• Job: Turn the items below into a numbered list, one item per number, and drop any blank lines.

■ ■ ■ ■ ■ ■ ■

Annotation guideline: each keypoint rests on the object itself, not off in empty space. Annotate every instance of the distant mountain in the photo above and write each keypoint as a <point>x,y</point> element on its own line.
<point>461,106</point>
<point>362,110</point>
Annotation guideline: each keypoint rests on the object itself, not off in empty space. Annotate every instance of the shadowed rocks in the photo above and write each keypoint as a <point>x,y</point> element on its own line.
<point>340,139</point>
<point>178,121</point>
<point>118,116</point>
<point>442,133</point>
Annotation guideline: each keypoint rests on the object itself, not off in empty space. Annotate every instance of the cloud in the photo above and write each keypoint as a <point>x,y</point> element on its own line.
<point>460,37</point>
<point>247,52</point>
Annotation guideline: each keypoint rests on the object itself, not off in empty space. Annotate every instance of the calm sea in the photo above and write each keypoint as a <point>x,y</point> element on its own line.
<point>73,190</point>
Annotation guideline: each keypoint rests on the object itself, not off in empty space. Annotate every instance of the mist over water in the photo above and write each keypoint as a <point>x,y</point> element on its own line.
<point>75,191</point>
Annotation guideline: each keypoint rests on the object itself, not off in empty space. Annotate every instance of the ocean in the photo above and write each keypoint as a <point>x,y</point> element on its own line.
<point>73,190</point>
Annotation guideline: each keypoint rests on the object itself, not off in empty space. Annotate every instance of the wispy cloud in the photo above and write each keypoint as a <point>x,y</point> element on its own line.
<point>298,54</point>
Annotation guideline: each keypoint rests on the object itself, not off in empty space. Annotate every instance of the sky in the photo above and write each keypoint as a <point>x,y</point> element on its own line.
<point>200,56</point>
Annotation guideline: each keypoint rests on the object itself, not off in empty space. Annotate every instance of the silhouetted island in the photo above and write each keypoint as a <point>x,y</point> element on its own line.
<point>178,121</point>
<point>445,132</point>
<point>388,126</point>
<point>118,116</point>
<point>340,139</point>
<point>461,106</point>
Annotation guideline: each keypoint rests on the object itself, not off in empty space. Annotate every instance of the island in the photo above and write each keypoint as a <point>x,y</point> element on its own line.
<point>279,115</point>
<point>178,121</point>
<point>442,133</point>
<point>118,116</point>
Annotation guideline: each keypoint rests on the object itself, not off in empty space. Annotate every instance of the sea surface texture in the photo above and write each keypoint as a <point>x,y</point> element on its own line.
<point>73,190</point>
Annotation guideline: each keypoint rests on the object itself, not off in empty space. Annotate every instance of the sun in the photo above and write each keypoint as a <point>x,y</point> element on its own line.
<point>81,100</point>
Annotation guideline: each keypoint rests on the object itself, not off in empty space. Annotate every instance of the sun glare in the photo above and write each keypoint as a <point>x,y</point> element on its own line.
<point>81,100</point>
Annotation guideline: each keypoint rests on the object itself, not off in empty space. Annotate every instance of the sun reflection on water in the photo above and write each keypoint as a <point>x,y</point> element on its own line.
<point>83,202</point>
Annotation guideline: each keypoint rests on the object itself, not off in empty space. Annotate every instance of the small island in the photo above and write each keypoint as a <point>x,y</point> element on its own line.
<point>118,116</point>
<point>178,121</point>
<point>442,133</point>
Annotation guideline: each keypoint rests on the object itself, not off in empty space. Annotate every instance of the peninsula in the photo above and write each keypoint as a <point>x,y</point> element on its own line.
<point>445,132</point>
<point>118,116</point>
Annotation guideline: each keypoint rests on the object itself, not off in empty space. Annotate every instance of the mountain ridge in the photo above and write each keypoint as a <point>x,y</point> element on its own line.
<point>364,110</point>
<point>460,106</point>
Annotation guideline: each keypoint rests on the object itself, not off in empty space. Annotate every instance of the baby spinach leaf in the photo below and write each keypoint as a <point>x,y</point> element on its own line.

■ ■ ■ ■ ■ ■ ■

• Written solution:
1. Annotation guideline: each keypoint rests on the object itself, not off in empty space. Annotate every instance of the distant mountain in the photo above and write each keypoint as a <point>x,y</point> element on its own line.
2. <point>461,106</point>
3. <point>362,110</point>
4. Annotation guideline: each keypoint rests on the object itself, not off in empty space. Annotate every instance of the shadowed rocks in the photo above and write each keypoint as a <point>x,y</point> element on its own line.
5. <point>340,139</point>
6. <point>178,121</point>
7. <point>118,116</point>
8. <point>442,133</point>
9. Annotation guideline: each keypoint rests on the object itself, not off in empty space. Annotate every instance of the cloud in the photo above and write each keypoint as a <point>x,y</point> element on its own line.
10. <point>460,37</point>
11. <point>247,52</point>
12. Annotation guideline: each keypoint rests on the object itself, not off in empty space. Annotate every instance of the calm sea in the photo above and write each keypoint as a <point>x,y</point> element on its own line.
13. <point>73,190</point>
14. Annotation guideline: each keypoint rests on the object itself, not off in empty space. Annotate every instance of the mist over water in the photo above and write each keypoint as a <point>x,y</point> element on its own line.
15. <point>75,191</point>
16. Annotation guideline: each keypoint rests on the object itself, not off in empty space. Annotate every instance of the ocean in the photo above and write each keypoint as a <point>x,y</point> element on its own line.
17. <point>73,190</point>
18. Annotation guideline: each keypoint rests on the object itself, not off in empty space. Annotate every instance of the wispy cloud in the photo above and write each keypoint as a <point>x,y</point> element on its own line.
19. <point>298,54</point>
20. Annotation guideline: each keypoint rests on the object itself, not off in empty space. Annotate every instance of the sky in the photo above and write each keypoint as a <point>x,y</point> element on its own line.
21. <point>200,56</point>
22. Annotation guideline: each keypoint rests on the object itself, not off in empty space. Annotate every instance of the silhouetted island in the photo above and write each keypoint as a <point>x,y</point> element on its own line.
23. <point>178,121</point>
24. <point>445,132</point>
25. <point>388,126</point>
26. <point>118,116</point>
27. <point>340,139</point>
28. <point>461,106</point>
29. Annotation guideline: each keypoint rests on the object itself, not off in empty space. Annotate every instance of the island in the photo above and write each keypoint as a <point>x,y</point> element on its own line.
30. <point>279,115</point>
31. <point>178,121</point>
32. <point>442,133</point>
33. <point>118,116</point>
34. Annotation guideline: each keypoint rests on the object itself, not off in empty space. Annotate every instance of the sea surface texture in the photo above and write each keypoint as a <point>x,y</point> element on its own line.
35. <point>73,190</point>
36. Annotation guideline: each keypoint rests on the object itself, not off in empty space. Annotate every instance of the sun in the photo above and write each keypoint as a <point>x,y</point> element on its own line.
37. <point>81,100</point>
38. Annotation guideline: each keypoint rests on the object itself, not off in empty space. Annotate every instance of the sun glare in the photo above and write each keypoint as a <point>x,y</point> element on its own line.
39. <point>81,100</point>
40. Annotation guideline: each keypoint rests on the object itself, not off in empty space. Annotate every instance of the sun reflection on water in the photo above and write each keypoint as a <point>x,y</point> element on its own line.
41. <point>83,202</point>
42. Annotation guideline: each keypoint rests on the object itself, not off in empty space. Annotate every instance of the small island in the photo above and write each keypoint as a <point>x,y</point> element on its own line.
43. <point>118,116</point>
44. <point>178,121</point>
45. <point>442,133</point>
46. Annotation guideline: each keypoint rests on the object itself, not off in empty space. Annotate every instance of the peninsula in the photo above and write each keypoint as a <point>x,y</point> element on its own line.
47. <point>445,132</point>
48. <point>118,116</point>
49. Annotation guideline: each keypoint rests on the object itself, not off in empty space. Annotate every instance of the mountain ridge in the photo above and write each keypoint as a <point>x,y</point> element on its own line.
50. <point>364,110</point>
51. <point>460,106</point>
52. Annotation guideline: each keypoint rests on the object itself, not off in empty space. Annotate every instance of the baby spinach leaf in the photo below and write each keypoint as a <point>x,y</point> element on its own line.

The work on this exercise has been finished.